=== Texte de lecture ===

Le directeur de l’école était Pierre Racine, grand commis de l’Etat, respecté de tous. Son parcours même illustrait ce pourquoi j’avais voulu faire l’ENA. Avec le directeur des études, celui des stages et le secrétaire général, les relations étaient faciles, chaleureuses et cordiales. Nous avons vécu toute notre scolarité dans une ambiance confiante et respectueuse. Le personnel de l’école semblait lui aussi content d’être là, partageant avec nous le sentiment (la fierté ?) de préparer les « serviteurs de l’Etat », ceux qui allaient se consacrer au bien commun, à l’intérêt général. Je ne sais pas si ces concepts ont encore cours ou s’ils ont été rangés parmi les curiosités exotiques.
L’intégration s’est faite sans problème, avec beaucoup de naturel. Nous savions qui nous étions, quelles étaient nos motivations et pourquoi nous étions là. L’atmosphère était studieuse mais sans plus. Le plus dur était derrière nous. Nous étions entrés à l’ENA, nous en sortirions. Sans doute le classement de sortie planait au-dessus de nous mais pas vraiment car, à l’exception des premières places, chacun savait qu’il avait toute chance de choisir une affectation de son choix. Et de toute façon la première affectation pouvait être corrigée après 4 ans. Franchement pas de quoi « se prendre la tête ». Ce n’est qu’après la publication des premiers classement partiels, à partir de la seconde année de scolarité, que le peloton de tête s’incarnera et que certains y consacrèrent leur énergie. Mais cela m’avait été totalement étranger. Et je n’étais pas le seul dans ce cas. La grande majorité était comme moi.
Je n’ai pas souvenir d’élection de délégués. Peut-être y avait-il eu peu de temps avant la création d’une section de la CFDT. J’étais proche de ses membres sans jamais y avoir adhéré ou fait quoi que ce soit ensemble. Encore n’était-ce là qu’un trait de caractère qui m’était personnel. Je ne me voyais pas « serviteur de l’Etat » et militant syndical. Un oxymore. Comme je n’ai depuis pas changé d’avis on voit que j’étais d’emblée ringard. Pas de quoi en faire une réflexion plus générale.

=== Extraits de données ===

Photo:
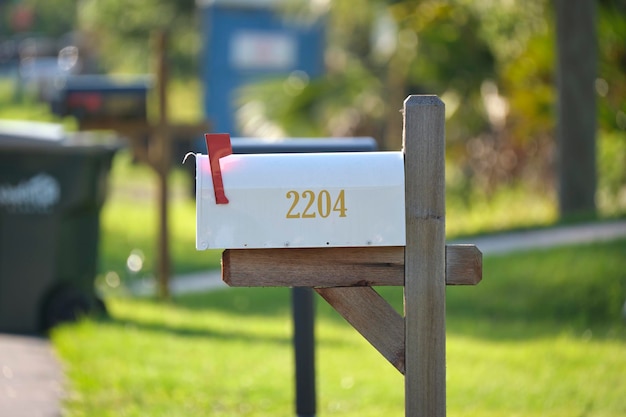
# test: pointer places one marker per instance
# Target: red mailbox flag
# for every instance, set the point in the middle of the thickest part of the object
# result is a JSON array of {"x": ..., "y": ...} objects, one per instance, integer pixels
[{"x": 218, "y": 146}]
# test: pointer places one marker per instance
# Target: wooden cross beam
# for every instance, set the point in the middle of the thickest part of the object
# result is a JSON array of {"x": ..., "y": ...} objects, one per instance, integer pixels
[{"x": 344, "y": 277}]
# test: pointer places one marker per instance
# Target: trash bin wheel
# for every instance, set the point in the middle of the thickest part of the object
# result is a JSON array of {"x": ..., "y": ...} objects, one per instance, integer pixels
[{"x": 65, "y": 304}]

===

* _Consigne A_: Relevez, dans le premier paragraphe du texte sur la scolarité à l'ENA, toutes les fonctions de l'école qui y sont mentionnées.
* _Consigne B_: Prolongez le texte sur la scolarité à l'ENA en reprenant après sa dernière phrase.
Les enregistrements constituent un matériau distinct du texte sur la scolarité à l'ENA.

* _Bonne réponse A_: Le directeur de l'école (Pierre Racine), le directeur des études, le directeur des stages et le secrétaire général.

* _Bonne réponse B_:
Le « baptême de la promotion » eu lieu au cours du séjour à Font Romeu. C’est là que nous décidâmes du nom de notre promotion. Simone Weil, la philosophe morte pendant la guerre. Je ne sais plus qui fut à l’origine de cette proposition, ni du débat que cela a suscité et des conditions de son choix. Je crois me souvenir qu’Hubert Védrine avait proposé celui de Talleyrand. Sans grand succès. La suite de sa carrière témoignera chez lui d’une vision en la matière qui venait de loin mais qui n’était pas encore comprise. Mais le choix de Simone Weil résonnait en moi. J’avais lu ses livres et la quête de la dimension intérieure inhérente à tout engagement structurait alors ma vie. J’avais lu peu de temps avant le livre de Georges Friedmann « La puissance et la sagesse », publié en 1970, et j’allais en être durablement imprégné.
7/ La scolarité.
En dehors des stages les enseignements m’avaient profondément ennuyé et j’étais perplexe devant leur traduction en épreuves qui m’étaient toujours apparues totalement artificielles. Je me souviens d’une épreuve dont l’objet était de rédiger une circulaire règlementant le passage des postiers et la norme des boites aux lettres. Franchement, je ne projetais pas dans une activité de ce genre. J’avais tort, surement. D’ailleurs ceux qui espéraient les grands corps en raffolaient et s’y illustraient. Tant mieux pour eux. Les seuls enseignements utiles pour moi avaient été ceux dont le contenu m’était inconnu : gestion d’entreprise, comptabilité et informatique. J’avais bien conscience que c’était superficiel, une sorte de sensibilisation, mais cela me plaisait et me permettrait longtemps de donner le change en ces matières. Pour le reste c’était une resucée de matières dont nous avions déjà été gavés et dont la traduction en textes législatifs ou règlementaires était pour moi une grande souffrance dont je ne me protégeait qu’en m’y endormant.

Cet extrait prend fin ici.